Your tasks =
1/ In the Trump debate article, rewrite the part that opens with the words containing "Mr Trump was" and closes with "stint in hospital.", swapping "experimental treatment" for "experimental therapy".
2/ Pick up the news report on Trump rejecting a virtual second debate after its final sentence and write what follows.

Given passage =
Donald Trump has refused to take part in a second debate it if is held virtually in his first interview since contracting COVID-19 in which he also claimed he was not contagious.
Dialling in to speaking to Fox Business News, the US president described himself as a “perfect physical specimen” who could have left hospital after one day.
Mr Trump and opponent Joe Biden were set to square off in a town hall-style second debate in about one week but organisers unilaterally decided it would happen virtually due to the president’s diagnosis.
“I’m not going to do a virtual debate,” Mr Trump told Fox Business News, adding it would be easier for the moderator to cut him off.
“I’m not gonna waste my time on a virtual debate, that’s not what debating is all about. You sit behind a computer and do it, debates? Ridiculous. And then they cut you off whenever they want.”
Mr Trump was hospitalised for three days and administered experimental treatment and oxygen but is now back at the White House after a short stint in hospital.
He has vowed to return to the campaign trail soon and talked up his health in his first interview since contracting COVID-19 a week ago, claiming “I don’t think I’m contagious at all”.
“I’m back because I am a perfect physical specimen and I’m extremely young. And so I’m lucky in that way,” Mr Trump said.
“I could’ve been out of the hospital in one day.”
The US presidential election is scheduled for November 3 and it appears the second debate could be October 22.
The Commission on Presidential Debates made the decision to host it virtually, citing the need “to protect the health and safety of all involved with the second presidential debate”.

Point localization data =

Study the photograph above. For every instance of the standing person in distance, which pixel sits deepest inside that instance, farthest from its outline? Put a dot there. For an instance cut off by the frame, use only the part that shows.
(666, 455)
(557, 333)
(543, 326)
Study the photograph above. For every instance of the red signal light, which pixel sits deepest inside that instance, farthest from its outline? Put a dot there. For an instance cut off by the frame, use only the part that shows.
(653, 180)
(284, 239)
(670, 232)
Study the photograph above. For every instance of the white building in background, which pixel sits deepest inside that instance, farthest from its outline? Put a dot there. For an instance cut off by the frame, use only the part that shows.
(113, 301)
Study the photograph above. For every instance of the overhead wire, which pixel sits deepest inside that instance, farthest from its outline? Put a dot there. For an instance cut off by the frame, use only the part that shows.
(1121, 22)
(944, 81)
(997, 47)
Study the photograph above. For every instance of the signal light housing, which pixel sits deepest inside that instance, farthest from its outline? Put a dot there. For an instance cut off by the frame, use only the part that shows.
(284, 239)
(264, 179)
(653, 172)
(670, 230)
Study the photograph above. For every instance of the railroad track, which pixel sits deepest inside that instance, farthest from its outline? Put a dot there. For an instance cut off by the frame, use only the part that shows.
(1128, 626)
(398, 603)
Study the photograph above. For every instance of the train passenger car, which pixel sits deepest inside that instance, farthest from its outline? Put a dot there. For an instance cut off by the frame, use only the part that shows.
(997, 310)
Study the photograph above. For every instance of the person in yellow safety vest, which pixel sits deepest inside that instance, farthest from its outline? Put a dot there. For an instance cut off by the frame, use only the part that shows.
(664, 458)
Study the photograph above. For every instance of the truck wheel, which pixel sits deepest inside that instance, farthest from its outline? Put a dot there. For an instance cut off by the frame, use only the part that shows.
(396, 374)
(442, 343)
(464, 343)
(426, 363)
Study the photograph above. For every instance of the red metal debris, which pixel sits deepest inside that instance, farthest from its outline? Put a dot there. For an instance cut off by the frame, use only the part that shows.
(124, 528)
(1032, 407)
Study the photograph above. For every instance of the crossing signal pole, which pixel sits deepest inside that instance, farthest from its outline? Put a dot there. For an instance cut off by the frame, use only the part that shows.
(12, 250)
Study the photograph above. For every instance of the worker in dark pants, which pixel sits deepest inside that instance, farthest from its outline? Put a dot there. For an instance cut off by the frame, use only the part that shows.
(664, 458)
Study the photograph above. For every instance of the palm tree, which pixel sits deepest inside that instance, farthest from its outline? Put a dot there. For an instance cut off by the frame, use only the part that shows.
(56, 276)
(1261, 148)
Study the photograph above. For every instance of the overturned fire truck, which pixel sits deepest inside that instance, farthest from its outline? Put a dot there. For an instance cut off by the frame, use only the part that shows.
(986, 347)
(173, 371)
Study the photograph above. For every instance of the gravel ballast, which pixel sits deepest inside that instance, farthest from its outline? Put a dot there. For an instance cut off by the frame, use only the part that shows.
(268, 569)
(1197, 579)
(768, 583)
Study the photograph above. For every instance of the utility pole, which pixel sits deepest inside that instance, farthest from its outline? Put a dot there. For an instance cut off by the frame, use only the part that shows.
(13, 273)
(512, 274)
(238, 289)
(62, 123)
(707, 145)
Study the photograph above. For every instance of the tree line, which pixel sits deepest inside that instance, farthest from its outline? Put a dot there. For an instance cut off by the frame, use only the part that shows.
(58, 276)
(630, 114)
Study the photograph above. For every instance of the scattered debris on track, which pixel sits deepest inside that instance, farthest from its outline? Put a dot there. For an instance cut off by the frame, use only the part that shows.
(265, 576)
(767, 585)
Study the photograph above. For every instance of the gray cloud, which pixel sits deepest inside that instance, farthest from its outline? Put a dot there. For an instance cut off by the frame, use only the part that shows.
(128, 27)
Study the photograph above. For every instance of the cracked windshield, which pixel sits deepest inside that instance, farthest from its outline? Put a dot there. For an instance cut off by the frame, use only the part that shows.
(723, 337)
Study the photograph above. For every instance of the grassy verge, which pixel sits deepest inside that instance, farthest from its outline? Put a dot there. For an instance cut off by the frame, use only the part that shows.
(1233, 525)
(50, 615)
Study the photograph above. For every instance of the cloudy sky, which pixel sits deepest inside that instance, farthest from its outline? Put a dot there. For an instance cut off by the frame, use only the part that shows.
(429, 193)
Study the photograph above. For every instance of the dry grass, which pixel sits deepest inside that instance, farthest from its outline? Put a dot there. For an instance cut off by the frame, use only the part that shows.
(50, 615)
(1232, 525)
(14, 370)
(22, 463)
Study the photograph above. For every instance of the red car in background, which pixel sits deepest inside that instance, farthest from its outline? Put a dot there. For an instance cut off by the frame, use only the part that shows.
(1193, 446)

Outputs in order =
1/
Mr Trump was hospitalised for three days and administered experimental therapy and oxygen but is now back at the White House after a short stint in hospital.

2/
When Republican Mike Pence and Democrat Kamala Harris squared off for their only vice presidential debate in Salt Lake City on Wednesday night, they shared a stage but were separated by plexiglass to prevent the spread of the virus.
Mr Trump’s campaign said the president would do a rally instead of the debate.
“For the swamp creatures at the Presidential Debate Commission to now rush to Joe Biden’s defence by unilaterally cancelling an in-person debate is pathetic,” Trump campaign manager Bill Stepien said in a statement.
“The safety of all involved can easily be achieved without cancelling a chance for voters to see both candidates go head to head. We’ll pass on this sad excuse to bail out Joe Biden and do a rally instead.”
Mr Trump is thought to be trailing in key battleground states.
Even before his COVID-19 diagnosis, he was widely criticised for his chaotic performance during last week’s first presidential debate in Cleveland.
It would not be the first debate in which the candidates were not in the same room.
In 1960, the third presidential debate between Richard Nixon and John F Kennedy was broadcast with the two candidates on opposite coasts.